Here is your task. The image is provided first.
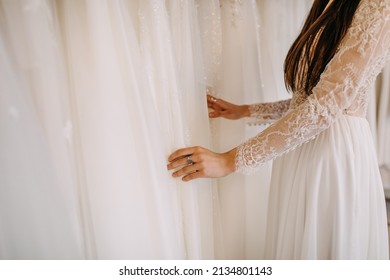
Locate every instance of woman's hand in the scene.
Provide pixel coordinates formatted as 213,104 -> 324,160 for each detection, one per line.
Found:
207,94 -> 250,120
167,147 -> 236,181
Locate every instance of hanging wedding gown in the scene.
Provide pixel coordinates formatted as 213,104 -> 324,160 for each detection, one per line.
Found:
0,0 -> 218,259
377,63 -> 390,190
236,0 -> 390,259
60,0 -> 214,259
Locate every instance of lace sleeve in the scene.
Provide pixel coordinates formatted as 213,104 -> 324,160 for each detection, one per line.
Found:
236,0 -> 390,173
249,99 -> 291,124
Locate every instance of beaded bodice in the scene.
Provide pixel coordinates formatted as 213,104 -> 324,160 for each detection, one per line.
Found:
236,0 -> 390,173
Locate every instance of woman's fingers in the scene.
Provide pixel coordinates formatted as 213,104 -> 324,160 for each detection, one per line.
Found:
172,163 -> 200,177
168,147 -> 200,162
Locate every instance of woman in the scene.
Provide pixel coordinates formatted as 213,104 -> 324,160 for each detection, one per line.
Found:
168,0 -> 390,259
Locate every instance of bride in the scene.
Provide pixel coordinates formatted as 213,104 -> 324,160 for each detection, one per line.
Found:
168,0 -> 390,259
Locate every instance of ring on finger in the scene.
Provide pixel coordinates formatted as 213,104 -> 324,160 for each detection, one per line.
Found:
210,96 -> 217,103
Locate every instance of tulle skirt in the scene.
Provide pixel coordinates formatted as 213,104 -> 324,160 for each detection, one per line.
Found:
266,116 -> 389,259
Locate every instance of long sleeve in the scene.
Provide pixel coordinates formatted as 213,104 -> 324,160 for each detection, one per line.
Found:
249,99 -> 291,124
236,0 -> 390,173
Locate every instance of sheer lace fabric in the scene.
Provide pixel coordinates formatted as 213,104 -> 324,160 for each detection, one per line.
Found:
236,0 -> 390,173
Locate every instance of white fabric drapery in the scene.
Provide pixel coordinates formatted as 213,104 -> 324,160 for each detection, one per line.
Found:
0,0 -> 386,259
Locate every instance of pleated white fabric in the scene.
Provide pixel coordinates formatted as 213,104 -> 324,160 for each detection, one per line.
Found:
266,116 -> 389,259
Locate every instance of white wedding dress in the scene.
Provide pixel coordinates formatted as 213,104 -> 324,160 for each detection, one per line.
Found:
236,0 -> 390,259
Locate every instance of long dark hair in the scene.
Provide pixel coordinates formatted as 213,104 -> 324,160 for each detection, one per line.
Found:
284,0 -> 360,95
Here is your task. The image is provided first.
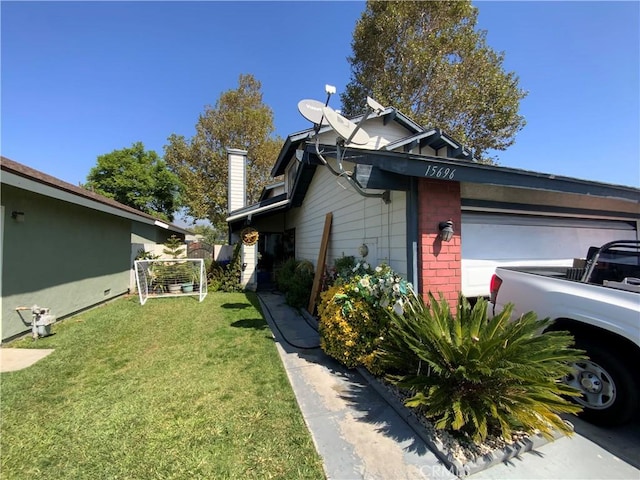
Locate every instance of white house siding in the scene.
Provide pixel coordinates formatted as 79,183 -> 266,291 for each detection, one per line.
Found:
286,158 -> 407,276
227,149 -> 247,212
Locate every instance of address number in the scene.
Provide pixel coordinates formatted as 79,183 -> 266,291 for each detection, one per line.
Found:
424,165 -> 456,180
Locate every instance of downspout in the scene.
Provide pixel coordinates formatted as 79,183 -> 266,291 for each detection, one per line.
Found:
406,177 -> 422,292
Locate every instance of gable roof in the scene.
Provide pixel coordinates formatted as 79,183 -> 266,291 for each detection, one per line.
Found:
0,157 -> 189,234
271,107 -> 473,177
227,107 -> 640,224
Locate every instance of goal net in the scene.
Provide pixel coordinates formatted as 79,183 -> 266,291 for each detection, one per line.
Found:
135,258 -> 207,305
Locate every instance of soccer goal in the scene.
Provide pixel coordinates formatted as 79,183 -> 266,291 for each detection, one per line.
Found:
135,258 -> 207,305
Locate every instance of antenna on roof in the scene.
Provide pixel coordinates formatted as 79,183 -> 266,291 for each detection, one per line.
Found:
296,85 -> 391,203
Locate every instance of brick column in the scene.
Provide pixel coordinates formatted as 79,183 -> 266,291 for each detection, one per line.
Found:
418,179 -> 462,311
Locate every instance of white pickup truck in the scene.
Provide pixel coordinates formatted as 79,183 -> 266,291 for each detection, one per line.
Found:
490,241 -> 640,426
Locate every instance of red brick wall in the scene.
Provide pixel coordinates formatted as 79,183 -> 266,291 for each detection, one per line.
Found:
418,179 -> 462,310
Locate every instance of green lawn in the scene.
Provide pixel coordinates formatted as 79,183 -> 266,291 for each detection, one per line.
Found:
0,293 -> 324,480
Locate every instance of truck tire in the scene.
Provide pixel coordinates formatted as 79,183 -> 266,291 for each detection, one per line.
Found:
566,338 -> 640,426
────────────────
→ GOAL
Repeat all of the data above word for word, but leave out the pictures.

→ ANSWER TO THE EXERCISE
Here is your task. The image is provided first.
Locate every instance of woman's hand in the scene.
Provide pixel coordinates formatted as 213,104 -> 324,160 for each detection, one per line.
Found:
207,94 -> 250,120
167,147 -> 236,181
Locate every instance of hanging wedding gown in the scene.
Provide pixel coordinates formatted as 213,104 -> 324,160 for each detection, one per line.
Found:
0,0 -> 218,259
377,63 -> 390,190
236,0 -> 390,259
60,0 -> 214,259
Locate every instance of lace sleeve in the scene.
Provide pixel coordinates formatted as 213,104 -> 324,160 for each detection, one per line.
Found:
236,0 -> 390,173
249,99 -> 291,124
Locate every instance of beaded bodice in the scene.
Provide pixel coordinates formatted as 213,104 -> 324,160 for each detection, one per line.
Found:
236,0 -> 390,173
Locate every instance of woman's fingers in the scene.
Provide pixel coordinates formatted as 213,104 -> 324,160 for each detection, one per line.
Found:
172,163 -> 200,177
168,147 -> 200,162
Locate every instance of woman in the scene.
Provide pixel coordinates formatted as 213,104 -> 324,160 for each detection, one per line.
Found:
168,0 -> 390,259
Locate every instance of bride in the scene.
Provide pixel coordinates formatted as 213,104 -> 324,160 for each detection, one per line.
Found:
168,0 -> 390,259
Locate every instance of ring on finger in the scene.
Provide pixel coordinates formatted as 213,104 -> 324,160 for each detection, one per line.
Found:
210,96 -> 217,103
Locate every instance of tulle skirt in the scene.
Provide pixel coordinates formatted as 213,104 -> 324,160 for each detection, one per line.
Found:
266,116 -> 389,259
Locate every instance of long sleeve in the scene.
Provide pixel coordinates formatted as 213,104 -> 324,160 for each detection, one per line.
Found:
249,99 -> 291,124
236,0 -> 390,173
Locate every instance of sheer lace fabric in the scene.
Provide pixel coordinates formatted as 213,104 -> 324,160 for each detection, one per line.
Found:
236,0 -> 390,173
Locate every instance of white fabric drapery in the scene.
Provide pixel coordinates formatted as 213,104 -> 324,160 for each detection, one per line.
Found:
0,0 -> 386,259
Locate every instance of pleated white fabric in the scene.
Provide pixel coordinates formatted as 213,104 -> 324,160 for each detection, one per line.
Found:
266,116 -> 389,259
Locate every instance of white wedding dress in the scene.
Provide pixel coordinates formatted as 213,104 -> 324,160 for each detection, one per line.
Found:
236,0 -> 390,259
Locate every instance of long dark hair in the scene.
Provide pixel coordinates formatted as 213,104 -> 324,160 for each detection, one per line.
Found:
284,0 -> 360,95
Here is your task. The image is provided first.
Locate every instance of white house siding in the scene.
Provide pixel coordinates formatted as 79,183 -> 266,291 for each detection, one per line.
Found:
286,158 -> 407,276
227,149 -> 247,212
Locate every instance of address number in the scene.
Provide pixel coordinates formatted as 79,183 -> 266,291 for each detection, one per line.
Found:
424,165 -> 456,180
Locate every instance of downspout in the scene.
Provide pixel coordinates formatted as 79,183 -> 266,291 for each detection, one per line.
Found:
406,177 -> 422,292
Locate every instance of gable roof in the scene.
Provide pixel coordinates formatted as 79,183 -> 266,291 for each detection, one per line.
Found:
0,157 -> 189,234
271,107 -> 473,177
227,107 -> 640,224
Locate every instance of goal net in the scene.
Provide pixel coordinates formatted as 79,183 -> 266,291 for each detection, one per line.
Found:
135,258 -> 207,305
Locate every instance of soccer goal in the scene.
Provide pixel coordinates formatted as 79,183 -> 266,291 for each detection, one per line.
Found:
135,258 -> 207,305
Locate every instance of antenna on roof in the scene.
Provide pixel coordinates formatted as 79,183 -> 266,291 for each detection, one per line.
Found:
296,85 -> 391,203
Locate every instance of brick column in the scene.
Provide pixel coordinates formatted as 79,183 -> 266,291 for each detection, one per line.
Found:
418,179 -> 462,311
Locate every instance of white pickup truck in the scene.
Provide pixel coordinates formatted as 79,183 -> 266,291 for each detection, one per line.
Found:
490,241 -> 640,426
Locate every instance of red brick wall in the scene.
Provide pixel coordinates formatted as 79,183 -> 266,291 for each detection, one per line.
Found:
418,179 -> 462,310
Locate every instance of green lawn in the scene.
Provide pixel coordinates formatted as 79,183 -> 266,291 for each detection, one per line.
Found:
0,293 -> 324,480
Locate every instance of truck tire in the scene.
Provide pixel coordinates formatted as 79,183 -> 266,291 for each detection, one per line.
Found:
566,338 -> 640,426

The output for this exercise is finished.